**Exercise directions**
Output all records precisely as written.

**Supplied entries**

------------

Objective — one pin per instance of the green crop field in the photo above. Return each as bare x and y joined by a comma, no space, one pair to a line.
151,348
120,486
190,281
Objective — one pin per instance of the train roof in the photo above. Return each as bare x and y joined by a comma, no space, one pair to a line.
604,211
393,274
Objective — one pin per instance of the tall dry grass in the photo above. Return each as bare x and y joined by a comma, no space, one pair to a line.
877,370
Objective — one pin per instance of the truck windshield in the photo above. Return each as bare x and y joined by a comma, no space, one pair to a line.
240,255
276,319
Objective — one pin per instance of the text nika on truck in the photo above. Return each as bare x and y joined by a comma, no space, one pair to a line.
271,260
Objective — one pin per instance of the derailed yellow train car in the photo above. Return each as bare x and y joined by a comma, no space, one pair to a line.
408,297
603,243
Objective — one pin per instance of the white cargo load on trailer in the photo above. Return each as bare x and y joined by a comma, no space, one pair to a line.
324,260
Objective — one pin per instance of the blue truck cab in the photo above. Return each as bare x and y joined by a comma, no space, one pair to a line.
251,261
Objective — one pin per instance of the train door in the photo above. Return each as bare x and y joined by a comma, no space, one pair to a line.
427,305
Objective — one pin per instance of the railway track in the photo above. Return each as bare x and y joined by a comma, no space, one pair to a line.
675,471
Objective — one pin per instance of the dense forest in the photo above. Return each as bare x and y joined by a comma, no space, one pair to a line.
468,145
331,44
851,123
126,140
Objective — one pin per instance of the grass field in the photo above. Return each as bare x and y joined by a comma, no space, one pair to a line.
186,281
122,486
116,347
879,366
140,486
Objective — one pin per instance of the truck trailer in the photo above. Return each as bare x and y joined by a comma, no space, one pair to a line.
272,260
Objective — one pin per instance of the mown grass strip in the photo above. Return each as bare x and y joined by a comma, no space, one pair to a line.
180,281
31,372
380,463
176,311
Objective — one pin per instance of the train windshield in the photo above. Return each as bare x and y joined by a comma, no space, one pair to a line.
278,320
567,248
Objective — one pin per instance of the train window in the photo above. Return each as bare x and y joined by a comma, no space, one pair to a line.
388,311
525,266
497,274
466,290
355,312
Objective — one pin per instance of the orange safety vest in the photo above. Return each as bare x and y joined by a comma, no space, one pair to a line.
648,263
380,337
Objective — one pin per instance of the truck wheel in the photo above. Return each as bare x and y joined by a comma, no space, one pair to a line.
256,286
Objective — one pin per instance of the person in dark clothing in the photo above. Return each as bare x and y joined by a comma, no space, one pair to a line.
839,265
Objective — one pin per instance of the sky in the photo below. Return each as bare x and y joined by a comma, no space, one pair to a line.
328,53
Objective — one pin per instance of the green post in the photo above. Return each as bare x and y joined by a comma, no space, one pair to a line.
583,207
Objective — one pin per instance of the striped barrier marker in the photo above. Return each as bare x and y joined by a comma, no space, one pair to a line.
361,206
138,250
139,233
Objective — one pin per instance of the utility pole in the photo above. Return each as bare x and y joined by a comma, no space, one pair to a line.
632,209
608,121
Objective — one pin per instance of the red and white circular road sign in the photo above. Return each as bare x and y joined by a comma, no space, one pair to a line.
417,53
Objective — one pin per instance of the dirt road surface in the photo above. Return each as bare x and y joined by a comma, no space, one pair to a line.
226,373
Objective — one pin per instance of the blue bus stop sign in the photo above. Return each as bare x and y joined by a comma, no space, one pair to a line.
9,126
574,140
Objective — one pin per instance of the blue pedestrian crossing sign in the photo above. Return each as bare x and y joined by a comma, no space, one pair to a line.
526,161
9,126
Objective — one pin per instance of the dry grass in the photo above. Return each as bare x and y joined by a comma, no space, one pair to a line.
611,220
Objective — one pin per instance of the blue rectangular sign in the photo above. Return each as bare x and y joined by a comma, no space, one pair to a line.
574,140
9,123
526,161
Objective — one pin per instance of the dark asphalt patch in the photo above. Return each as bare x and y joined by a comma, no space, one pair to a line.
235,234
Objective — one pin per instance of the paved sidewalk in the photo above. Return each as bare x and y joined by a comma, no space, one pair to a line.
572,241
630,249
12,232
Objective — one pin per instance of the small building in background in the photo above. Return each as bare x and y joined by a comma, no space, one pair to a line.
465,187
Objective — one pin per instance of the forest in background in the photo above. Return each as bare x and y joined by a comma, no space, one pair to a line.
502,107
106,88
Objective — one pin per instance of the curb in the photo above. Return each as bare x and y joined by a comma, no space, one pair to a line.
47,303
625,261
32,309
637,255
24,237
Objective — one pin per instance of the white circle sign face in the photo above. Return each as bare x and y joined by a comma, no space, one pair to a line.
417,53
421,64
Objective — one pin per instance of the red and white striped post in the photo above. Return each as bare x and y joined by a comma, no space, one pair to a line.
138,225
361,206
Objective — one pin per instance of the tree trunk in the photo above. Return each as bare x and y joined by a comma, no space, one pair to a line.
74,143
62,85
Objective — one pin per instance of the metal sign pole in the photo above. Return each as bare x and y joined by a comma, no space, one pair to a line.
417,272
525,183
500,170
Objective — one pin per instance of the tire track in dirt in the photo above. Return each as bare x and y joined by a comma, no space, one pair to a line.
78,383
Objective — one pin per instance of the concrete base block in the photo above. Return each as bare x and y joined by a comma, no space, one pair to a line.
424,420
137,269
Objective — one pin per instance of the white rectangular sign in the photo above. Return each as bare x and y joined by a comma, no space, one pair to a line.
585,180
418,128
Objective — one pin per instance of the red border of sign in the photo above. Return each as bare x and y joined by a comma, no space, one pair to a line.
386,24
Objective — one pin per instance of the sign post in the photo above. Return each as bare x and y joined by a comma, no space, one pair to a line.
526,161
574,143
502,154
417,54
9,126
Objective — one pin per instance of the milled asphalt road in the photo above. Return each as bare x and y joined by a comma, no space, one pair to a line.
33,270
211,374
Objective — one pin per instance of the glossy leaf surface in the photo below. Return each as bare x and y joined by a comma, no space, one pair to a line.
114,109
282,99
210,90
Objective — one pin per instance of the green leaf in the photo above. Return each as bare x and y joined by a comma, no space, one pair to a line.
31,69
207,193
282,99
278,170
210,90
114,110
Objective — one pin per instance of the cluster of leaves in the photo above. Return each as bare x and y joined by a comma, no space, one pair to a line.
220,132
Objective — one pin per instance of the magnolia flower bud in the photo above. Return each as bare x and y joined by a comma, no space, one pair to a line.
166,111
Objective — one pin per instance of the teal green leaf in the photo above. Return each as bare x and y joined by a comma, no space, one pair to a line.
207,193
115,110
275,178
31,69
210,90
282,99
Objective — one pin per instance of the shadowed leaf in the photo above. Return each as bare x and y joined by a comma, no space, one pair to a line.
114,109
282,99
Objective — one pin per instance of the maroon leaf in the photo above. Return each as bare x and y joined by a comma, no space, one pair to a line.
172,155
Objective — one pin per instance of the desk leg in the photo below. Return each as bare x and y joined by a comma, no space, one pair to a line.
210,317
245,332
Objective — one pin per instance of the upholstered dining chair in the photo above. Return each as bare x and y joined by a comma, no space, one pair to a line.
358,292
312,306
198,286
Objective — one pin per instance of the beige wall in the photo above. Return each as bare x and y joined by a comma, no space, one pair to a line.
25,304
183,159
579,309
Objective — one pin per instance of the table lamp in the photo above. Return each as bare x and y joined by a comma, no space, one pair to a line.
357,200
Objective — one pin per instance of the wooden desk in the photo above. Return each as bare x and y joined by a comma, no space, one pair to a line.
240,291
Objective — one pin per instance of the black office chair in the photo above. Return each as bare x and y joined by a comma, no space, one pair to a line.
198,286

------------

**Solution**
Objective — one pin per instance of the green crop field in the photo above. Return each as bare x and y joined by a comma, no space, one pair to a line.
151,348
120,486
190,281
Objective — one pin per instance of the train roof in the photo above. Return each as bare x and y joined by a comma, no space, one pair to a line.
604,211
393,274
Objective — one pin per instance of the tall dry grass in the photo above. Return each as bare x and y joined by a comma, no space, one pair to a line.
877,370
Objective — one pin per instance of the truck windshield in the photo above. Return each as bare x and y joined by a comma, no space, one pair to a line.
240,255
276,319
Objective — one pin per instance of the text nika on truck in the photo above. Return each as bare x and y joined by a comma, no space, one pair to a line.
271,260
Objective — one pin per instance of the derailed yellow train car in the photo above. Return each as bare x and y joined by a comma, no space, one pair to a line.
408,297
603,243
Objective — one pin per instance of the white cargo load on trailer in the photo above. Return each as bare x and y joined by a comma, no space, one pair to a line.
324,260
Objective — one pin per instance of the blue truck cab in the photo above. Return each as bare x and y joined by a comma, no space, one pair to a line.
251,261
Objective — one pin per instance of the train door in the photo above. Return each as bare x and y joined by a comma, no space, one pair to a line.
427,305
Objective — one pin per instance of the railway track in the photo above. Return each as bare x and y joined by a comma, no space, one pair to a line.
675,471
Objective — one pin per instance of the dense forest in the photo above. Return each as bare x and y joined by a comma, no space, one pair to a line.
468,145
331,44
851,123
126,140
Objective — one pin per instance of the grass field in the photo above. Return each as bare x and y joined by a comma, no space, one pair to a line.
186,281
122,486
116,347
879,366
140,486
Objective — one pin per instance of the truck trailer in the photo above. Return each as bare x and y joined by a comma, no space, one pair to a line.
272,260
Objective — one pin per instance of the mown grass strip in the photo above. Return each as bare x and y joined by a comma, no space, one pair to a line.
180,281
31,372
380,463
176,311
Objective — one pin per instance of the train windshield in the photo above. Return each as bare x and y joined by a comma, no space, one pair to a line.
278,320
567,248
Objective — one pin per instance of the train window in the photo above. Return each as bare x and y joined by a comma, no space, one pair to a line.
388,311
525,266
497,274
466,290
355,312
Objective — one pin per instance of the orange safety vest in the photo above. Return each as bare x and y joined by a comma, no space, one pair to a line.
648,263
380,337
Objective — one pin per instance of the truck wheel in the photo above. Return each as bare x and y joined by a comma, no space, one pair to a line.
256,286
Objective — one pin per instance of the person in dark clothing in the photo above. Return each as bare x and y joined by a comma, no space, one pair to a line.
839,265
Objective — one pin per instance of the sky in the photo below. Return each as bare x and y joined by a comma, no space, one pair to a line.
328,53
Objective — one pin per instance of the green post in the photo above. Return each as bare x and y joined by a comma, no space, one pair to a line.
583,207
Objective — one pin per instance of the striped barrier marker in the photo above. Return each as bare x and y joined by a comma, no space, one pair to a line.
361,206
138,250
139,233
Objective — one pin per instance of the utility pole in the photo above. Return each as bare x and y joined by a comma, no space, one pair to a line.
632,209
608,121
Objective — one pin per instance of the red and white circular road sign in the photo above. Return each as bare x and y joined by a comma, no space, one pair to a line.
417,53
Objective — one pin per instance of the dirt road surface in the photo above. Return each as bare x and y joined by a comma, no space, one pair to a line.
226,373
Objective — one pin per instance of the blue bus stop sign in the photo above. Return each as bare x and y joined by a comma, no space, one pair to a line.
9,126
574,140
Objective — one pin per instance of the blue pedestrian crossing sign in the photo above. Return each as bare x and y joined by a comma, no space, one pair to a line.
526,161
9,126
Objective — one pin per instance of the dry grass in the photo above. Return each as bare x and y joined by a comma, no space, one pair to a line.
611,220
Objective — one pin per instance of the blue rectangular sign in the photo above. Return each as bare x and y joined by a comma, no space, one pair to a line.
574,140
9,123
526,161
Objective — one pin per instance of the dark asphalt patch in the photo above. Return each as bare x and y joined by a comma, no space, one pair to a line.
235,234
Objective — one pin per instance of the paved sidewalk in the photo above. Return each as bare x and y joined by a comma, no space, one pair to a line.
572,241
630,249
12,232
Objective — one pin per instance of the small building in background in the photo above. Return each as bare x and y joined by a comma, no space, one pair to a line.
465,187
Objective — one pin per instance of the forest in background in the photo above. Return each as bare x and y joined by a comma, no space, one pair to a line.
502,107
106,88
Objective — one pin per instance of the curb in the photo above. Return each as bare x and y joined by a comma, no space, one pair to a line.
47,303
625,261
32,309
637,255
24,237
Objective — one pin per instance of the white circle sign face in the photo above. Return each as bare x and y joined by a comma, no space, one pair to a line.
417,53
421,64
Objective — one pin per instance of the red and white striped post in the photo above. Return each as bare x and y joined by a comma, no space, one pair to a line.
138,225
361,206
Objective — one pin per instance of the tree trunk in the photo above. Return each as bare x and y joined by a comma, no space, one pair to a line.
74,143
62,85
Objective — one pin per instance of the metal sign pole in the photo above. Return each as bare x and y joined by a comma, no space, one pair to a line.
417,272
525,183
500,170
Objective — one pin per instance of the tire track in dirt in the photo above. Return each as bare x and y joined by a comma, no space, one pair to a line.
78,383
Objective — one pin per instance of the concrete base block in the photo above. Return each as bare x and y joined by a comma, no space, one pair to a line.
424,420
137,269
Objective — one pin per instance of the white rectangular sign in the photo above. Return each as bare x and y joined by a comma, no space, one pair to a line.
585,180
418,128
Objective — one pin per instance of the red border of sign in the photo above. Return each as bare x and y joined by a comma, no space, one pair to a line.
386,24
Objective — one pin per instance of the sign post in the photo above. Return each as bare x and y joined by a comma, no space, one pair to a line.
526,161
574,143
502,154
417,54
9,126
Objective — one pin per instance of the milled asphalt road in the photo above. Return each as bare x and y joined by a comma, no space, one pair to a line.
33,270
211,374
Objective — one pin per instance of the glossy leaf surface in the photo below. Return each as bare x and y joined by a comma, no space, one pair to a line.
114,109
282,99
210,90
Objective — one pin per instance of the green leaf in the photo above. Return each as bare x and y joined by a comma, no space, one pair to a line.
31,69
207,193
282,99
278,170
210,90
114,110
Objective — one pin per instance of the cluster of leaves in the photo above. Return each as bare x and y joined by a comma, no space, one pair to a line.
220,132
Objective — one pin per instance of the magnolia flower bud in the photo above. Return each as bare x and y joined by a comma, no space, one pair to a line.
166,111
Objective — one pin per instance of the teal green leaf in the photo above. Return each as bare x and y joined by a comma, no space, one pair to a line.
207,193
115,110
275,178
31,69
210,90
282,99
Objective — one pin per instance of the shadowed leaf in the photo above. Return each as bare x and y joined by a comma, no space, one pair to a line.
114,109
282,99
Objective — one pin per instance of the maroon leaf in the photo above. Return each as bare x and y joined by a comma, no space, one pair to a line.
172,155
Objective — one pin per instance of the desk leg in the photo below. Return each as bare x and y joined by a comma, no space, one pair to a line.
210,317
245,332
Objective — one pin per instance of the upholstered dining chair in the photo above. Return each as bare x and y joined by a comma, no space, one pair to a line.
358,292
312,306
198,286
Objective — one pin per instance of the beige wall in the photo above. Return each as bare x and y joined by a comma, no space, one pair to a line.
25,304
183,159
579,309
Objective — one pin per instance of the table lamp in the photo above. Return each as bare x and y joined by a comma, no space, one pair to a line.
357,200
Objective — one pin per instance of the wooden desk in the photo above. Return each as bare x and y joined by a comma, no space, one pair to a line.
240,291
Objective — one pin per instance of the black office chair in the photo above. Return each as bare x and y joined by a comma, no space, one pair to a line.
198,286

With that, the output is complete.